- [Reading passage]
My Neighbor Totoro was originally released in Japan in August 1988, as part of a double feature with Grave of the Fireflies. In 1993, 50th Street Films produced a dub of the film, which was released on VHS and DVD by Fox Video. Both of these entities lost their rights to the film in 2004, and Disney produced a new English dub with new voice actors. The new English dub made its debut on October 23, 2005, and Disney’s version of the film was released on DVD on March 7, 2006.

My Neighbor Totoro
Directed by: Hayao Miyazaki
Written by: Hayao Miyazaki
Starring: Chika Sakamoto, Noriko Hidaka, and Hitoshi Takagi
Run Time: 86 minutes

My Neighbor Totoro takes place during the 1950’s, and opens with a Tokyo university professor and his two daughters, Satsuki and Mei, moving into an old house in rural Japan. The girls’ mother is staying in the hospital due to illness, so the move was made to be closer to her. When they get there, the girls discover the house is inhabited by small creatures called soot sprites, which represent the girls’ apprehension of moving into a new house. After they become comfortable there and are able to laugh with their father, the soot sprites leave.

One day while Satsuki is at school, Mei plays outside and sees a creature with two white, rabbit-like ears. She follows the creature under the house, and discovers two magical creatures. The creatures lead her through a briar patch and into the hollow of a large tree. Mei meets and befriends a bigger version of these spirits. The big spirit identifies itself through a series of roars, which Met interprets as “Totoro.” Later, Satsuki meets Totoro. At the same time, Satsuki and Mei also encounter the Catbus, which is a large bus-shaped cat, for the first time.

- [Excerpted records]

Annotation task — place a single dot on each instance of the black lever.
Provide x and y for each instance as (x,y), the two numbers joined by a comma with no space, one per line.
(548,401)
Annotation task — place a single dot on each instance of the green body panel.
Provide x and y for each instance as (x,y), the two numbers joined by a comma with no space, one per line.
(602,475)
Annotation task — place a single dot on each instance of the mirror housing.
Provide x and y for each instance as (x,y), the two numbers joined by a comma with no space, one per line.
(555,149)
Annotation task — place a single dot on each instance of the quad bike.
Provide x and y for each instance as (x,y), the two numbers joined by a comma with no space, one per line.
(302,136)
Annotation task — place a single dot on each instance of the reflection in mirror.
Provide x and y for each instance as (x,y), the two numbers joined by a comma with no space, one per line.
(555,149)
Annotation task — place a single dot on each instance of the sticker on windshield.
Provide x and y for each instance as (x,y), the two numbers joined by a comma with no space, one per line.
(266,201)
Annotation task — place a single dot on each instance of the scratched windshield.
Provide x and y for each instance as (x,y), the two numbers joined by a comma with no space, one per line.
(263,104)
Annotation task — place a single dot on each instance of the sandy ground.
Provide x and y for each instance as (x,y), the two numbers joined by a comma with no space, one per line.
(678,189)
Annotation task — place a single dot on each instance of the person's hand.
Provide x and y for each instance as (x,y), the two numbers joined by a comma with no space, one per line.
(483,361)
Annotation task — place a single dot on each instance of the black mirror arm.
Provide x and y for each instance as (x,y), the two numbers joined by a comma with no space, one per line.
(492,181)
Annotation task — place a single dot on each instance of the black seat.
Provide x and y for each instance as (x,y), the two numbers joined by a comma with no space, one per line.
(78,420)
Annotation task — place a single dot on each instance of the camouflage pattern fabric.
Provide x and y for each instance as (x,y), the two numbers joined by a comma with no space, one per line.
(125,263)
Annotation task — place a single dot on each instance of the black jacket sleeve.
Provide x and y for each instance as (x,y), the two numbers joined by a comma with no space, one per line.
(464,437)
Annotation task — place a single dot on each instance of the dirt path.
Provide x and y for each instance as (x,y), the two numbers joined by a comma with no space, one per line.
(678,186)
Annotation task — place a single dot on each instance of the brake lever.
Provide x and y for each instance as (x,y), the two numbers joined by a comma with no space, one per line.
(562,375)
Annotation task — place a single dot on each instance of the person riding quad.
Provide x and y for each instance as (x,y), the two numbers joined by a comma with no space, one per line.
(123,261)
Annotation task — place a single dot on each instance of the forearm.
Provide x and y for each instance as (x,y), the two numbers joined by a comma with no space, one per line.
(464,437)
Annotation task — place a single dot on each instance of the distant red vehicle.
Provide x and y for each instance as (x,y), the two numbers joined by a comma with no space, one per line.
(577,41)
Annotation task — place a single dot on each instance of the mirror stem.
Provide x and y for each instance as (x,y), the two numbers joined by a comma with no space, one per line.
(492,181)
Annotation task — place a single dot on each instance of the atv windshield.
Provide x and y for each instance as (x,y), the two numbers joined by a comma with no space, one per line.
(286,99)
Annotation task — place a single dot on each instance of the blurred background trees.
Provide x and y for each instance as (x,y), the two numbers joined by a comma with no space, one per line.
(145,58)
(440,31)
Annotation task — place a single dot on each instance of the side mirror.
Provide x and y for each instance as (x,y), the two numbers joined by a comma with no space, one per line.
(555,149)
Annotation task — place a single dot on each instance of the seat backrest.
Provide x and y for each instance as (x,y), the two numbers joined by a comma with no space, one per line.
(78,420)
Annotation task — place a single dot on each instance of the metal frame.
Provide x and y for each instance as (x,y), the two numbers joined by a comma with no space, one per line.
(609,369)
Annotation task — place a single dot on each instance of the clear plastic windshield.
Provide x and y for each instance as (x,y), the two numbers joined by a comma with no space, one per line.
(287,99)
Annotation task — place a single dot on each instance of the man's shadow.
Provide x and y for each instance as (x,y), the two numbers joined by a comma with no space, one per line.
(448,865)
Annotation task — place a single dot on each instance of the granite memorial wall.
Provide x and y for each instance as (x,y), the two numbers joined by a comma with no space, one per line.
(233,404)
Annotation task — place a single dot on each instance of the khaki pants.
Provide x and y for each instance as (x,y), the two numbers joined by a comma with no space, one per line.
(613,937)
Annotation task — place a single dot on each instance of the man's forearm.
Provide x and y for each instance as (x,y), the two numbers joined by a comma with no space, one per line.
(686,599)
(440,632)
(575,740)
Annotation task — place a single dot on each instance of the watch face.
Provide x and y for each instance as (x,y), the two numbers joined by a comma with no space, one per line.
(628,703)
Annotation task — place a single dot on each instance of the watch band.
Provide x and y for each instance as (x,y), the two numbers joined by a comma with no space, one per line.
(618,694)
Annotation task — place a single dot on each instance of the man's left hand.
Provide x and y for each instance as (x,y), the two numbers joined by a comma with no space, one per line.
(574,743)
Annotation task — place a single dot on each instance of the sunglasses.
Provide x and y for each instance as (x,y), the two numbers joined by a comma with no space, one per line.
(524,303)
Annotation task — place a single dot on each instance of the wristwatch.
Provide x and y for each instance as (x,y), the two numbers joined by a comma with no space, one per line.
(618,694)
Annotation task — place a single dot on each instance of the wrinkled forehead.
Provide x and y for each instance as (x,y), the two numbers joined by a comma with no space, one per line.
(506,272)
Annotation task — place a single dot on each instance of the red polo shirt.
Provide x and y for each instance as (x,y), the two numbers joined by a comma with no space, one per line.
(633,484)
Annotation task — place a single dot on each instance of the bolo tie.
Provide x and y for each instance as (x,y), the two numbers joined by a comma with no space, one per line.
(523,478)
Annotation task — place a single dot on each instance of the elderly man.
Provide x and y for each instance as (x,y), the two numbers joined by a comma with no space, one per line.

- [Required tasks]
1. Copy the Totoro passage, which appears above the listing, from "My Neighbor Totoro takes" up to and including "soot sprites leave.".
2. Please carry on the Totoro passage from the point where it stops.

- [Solved problems]
1.
My Neighbor Totoro takes place during the 1950’s, and opens with a Tokyo university professor and his two daughters, Satsuki and Mei, moving into an old house in rural Japan. The girls’ mother is staying in the hospital due to illness, so the move was made to be closer to her. When they get there, the girls discover the house is inhabited by small creatures called soot sprites, which represent the girls’ apprehension of moving into a new house. After they become comfortable there and are able to laugh with their father, the soot sprites leave.

2.
One day, after believing her mother’s condition has worsened, Mei heads out on foot to the hospital. Satsuki launches a frantic search, and ends up enlisting the help of Totoro and the Catbus.

While My Neighbor Totoro clocks in at under an hour and a half, it’s still an enjoyable film. In fact, the story probably would have been weakened if Miyazaki had tried to make the runtime longer. It’s a very sweet story, and Miyazaki has created child characters who are actually rather compelling. Satsuki is having to grow up a little quicker than she might have otherwise, since she’s trying to take her mother’s place and help take care of Mei. Mei, meanwhile, doesn’t always listen to Satsuki and is missing her mother. Even with what is going on within their family, both the girls are still able to find ways to enjoy life and do some of the things that kids do. Being able to meet Totoro and the Catbus also helps the girls during this trying time for their family.

The look of the animation in My Neighbor Totoro is perfect to accompany the story of the film. The fantastical creatures like Totoro and the Catbus are very endearing, and Mei is simply cute. My Neighbor Totoro is definitely a very family-friendly anime film, and I would highly recommend it.

Disney released My Neighbor Totoro as a two-disc DVD. There are three extras included on the first disc. The first extra is a five-and-a-half minute documentary called, “Behind the Microphone,” which features interviews and footage from recording sessions with several of the voice actors: Dakota and Elle Fanning, Lea Salogna, Pat Carroll, and Tim Daly. This is a pretty decent special feature for what it is.

The second special feature has textless versions of the opening and ending credits. The third special feature is the original Japanese theatrical trailer for My Neighbor Totoro.

The second disc only has a storyboard version of the film. I know I keep saying this, but I just can’t understand the appeal of watching a storyboard version of the film.

My Neighbor Totoro is a classic film that should be in the home video collection of not only viewers who are fans of Miyazaki and Studio Ghibli, but it should be in the home video collection of anyone who considers themselves to be an anime fan.